─── Records provided

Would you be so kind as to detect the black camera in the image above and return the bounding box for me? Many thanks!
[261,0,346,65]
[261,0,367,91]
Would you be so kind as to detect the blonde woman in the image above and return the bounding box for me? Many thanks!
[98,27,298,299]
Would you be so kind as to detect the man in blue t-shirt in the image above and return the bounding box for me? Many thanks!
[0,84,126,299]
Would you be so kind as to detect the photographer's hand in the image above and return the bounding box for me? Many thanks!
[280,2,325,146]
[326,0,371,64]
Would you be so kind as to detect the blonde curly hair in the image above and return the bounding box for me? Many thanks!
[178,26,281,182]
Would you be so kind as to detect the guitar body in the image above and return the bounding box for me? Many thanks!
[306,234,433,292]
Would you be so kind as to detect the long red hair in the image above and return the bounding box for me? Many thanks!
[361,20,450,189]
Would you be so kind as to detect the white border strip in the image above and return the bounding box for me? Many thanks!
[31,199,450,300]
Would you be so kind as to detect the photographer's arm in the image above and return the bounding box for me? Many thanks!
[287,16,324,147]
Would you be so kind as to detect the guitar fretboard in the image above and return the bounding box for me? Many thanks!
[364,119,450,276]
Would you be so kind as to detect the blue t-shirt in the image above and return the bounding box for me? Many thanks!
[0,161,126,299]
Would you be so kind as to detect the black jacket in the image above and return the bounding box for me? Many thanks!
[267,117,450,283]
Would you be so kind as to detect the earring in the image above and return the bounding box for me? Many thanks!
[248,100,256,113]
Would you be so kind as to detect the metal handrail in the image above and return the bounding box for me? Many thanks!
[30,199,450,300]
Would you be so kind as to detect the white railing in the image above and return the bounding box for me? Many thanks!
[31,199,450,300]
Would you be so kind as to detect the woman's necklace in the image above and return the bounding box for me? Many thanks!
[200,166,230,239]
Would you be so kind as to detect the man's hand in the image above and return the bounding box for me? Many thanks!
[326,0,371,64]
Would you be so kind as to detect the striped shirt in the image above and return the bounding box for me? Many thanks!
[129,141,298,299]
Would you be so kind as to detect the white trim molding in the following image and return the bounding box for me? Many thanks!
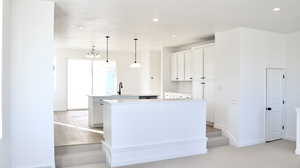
[103,138,207,167]
[295,108,300,155]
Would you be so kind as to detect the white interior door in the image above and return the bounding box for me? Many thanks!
[177,52,184,81]
[68,59,92,110]
[266,69,285,141]
[192,48,204,99]
[184,51,193,81]
[171,53,178,81]
[203,45,215,123]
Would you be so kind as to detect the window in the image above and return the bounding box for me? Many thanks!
[68,59,117,109]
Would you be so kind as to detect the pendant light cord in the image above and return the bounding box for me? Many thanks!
[105,36,109,62]
[134,38,138,63]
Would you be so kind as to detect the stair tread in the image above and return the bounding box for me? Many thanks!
[207,136,229,148]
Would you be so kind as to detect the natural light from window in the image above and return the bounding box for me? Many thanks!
[0,0,3,139]
[68,59,117,110]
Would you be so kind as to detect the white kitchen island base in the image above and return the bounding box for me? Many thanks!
[103,100,207,167]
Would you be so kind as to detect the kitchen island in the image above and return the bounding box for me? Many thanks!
[102,99,207,167]
[88,95,158,128]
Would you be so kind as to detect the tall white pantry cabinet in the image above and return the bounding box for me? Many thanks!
[171,44,215,123]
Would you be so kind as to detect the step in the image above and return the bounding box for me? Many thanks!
[207,136,229,148]
[206,129,222,138]
[55,144,105,168]
[64,163,106,168]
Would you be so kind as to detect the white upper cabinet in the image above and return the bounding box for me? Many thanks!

──────

Starting at the beginning of the records and ending at the line containing "[98,27,298,299]", write out every line again, requests included, and shift each bounding box coordinate in the answers up by 96.

Would you be so kind as to detect the black camera in the image above and return the bounding box for me? Many thanks!
[357,96,442,161]
[357,96,463,187]
Would you be so kind as to detect the blonde woman in the image above and return the bounding box for me? Many thanks!
[194,123,394,395]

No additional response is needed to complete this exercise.